→ Stated problem:
Locate each line in the entries below that contains the word "bark" and copy those lines.

→ Records for the task:
▬▬▬

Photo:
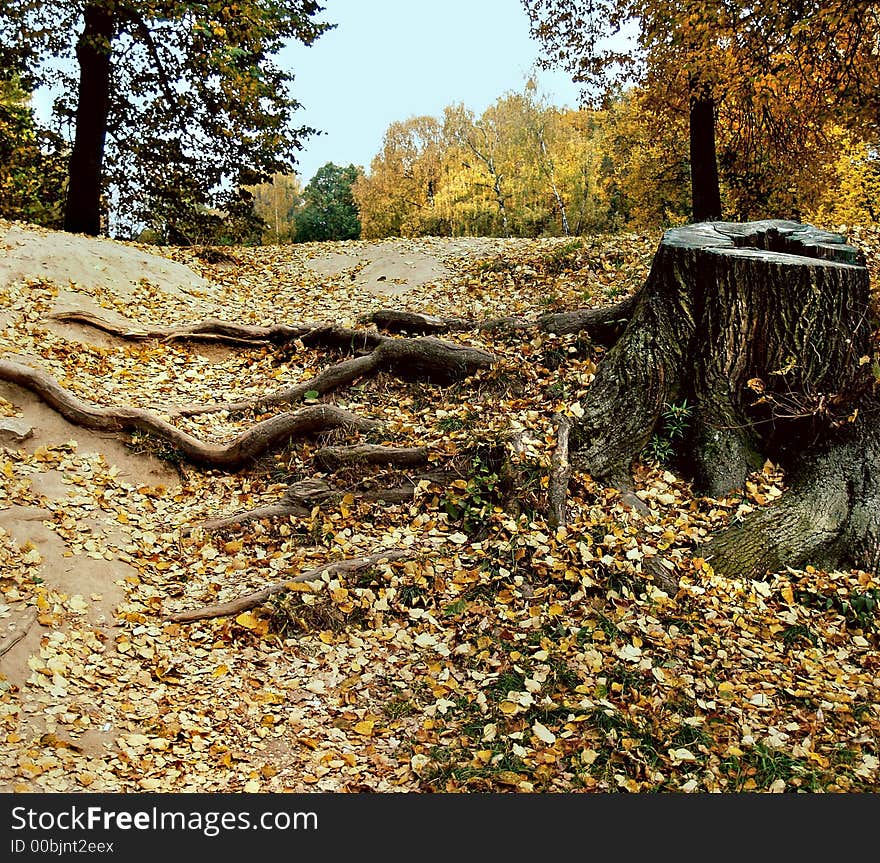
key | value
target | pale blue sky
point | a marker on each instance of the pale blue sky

▬▬▬

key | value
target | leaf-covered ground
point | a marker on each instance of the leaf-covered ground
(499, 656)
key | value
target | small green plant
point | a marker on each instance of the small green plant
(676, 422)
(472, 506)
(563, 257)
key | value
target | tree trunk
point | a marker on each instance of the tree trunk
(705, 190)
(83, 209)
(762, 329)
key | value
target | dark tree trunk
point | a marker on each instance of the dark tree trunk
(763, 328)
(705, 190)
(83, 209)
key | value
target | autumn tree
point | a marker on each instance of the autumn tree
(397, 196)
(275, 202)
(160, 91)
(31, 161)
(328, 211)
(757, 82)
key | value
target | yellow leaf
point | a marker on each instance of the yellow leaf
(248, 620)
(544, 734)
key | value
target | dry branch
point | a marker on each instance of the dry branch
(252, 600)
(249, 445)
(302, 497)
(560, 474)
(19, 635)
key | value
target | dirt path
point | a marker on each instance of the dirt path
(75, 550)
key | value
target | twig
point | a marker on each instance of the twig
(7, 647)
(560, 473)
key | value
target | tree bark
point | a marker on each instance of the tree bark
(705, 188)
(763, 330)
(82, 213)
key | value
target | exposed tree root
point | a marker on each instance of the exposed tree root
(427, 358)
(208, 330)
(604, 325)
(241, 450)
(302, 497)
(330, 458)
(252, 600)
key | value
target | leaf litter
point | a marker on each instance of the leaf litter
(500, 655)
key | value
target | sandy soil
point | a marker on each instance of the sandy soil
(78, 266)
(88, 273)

▬▬▬

→ Full output:
target | tree bark
point | a marker on each instance of the tree bark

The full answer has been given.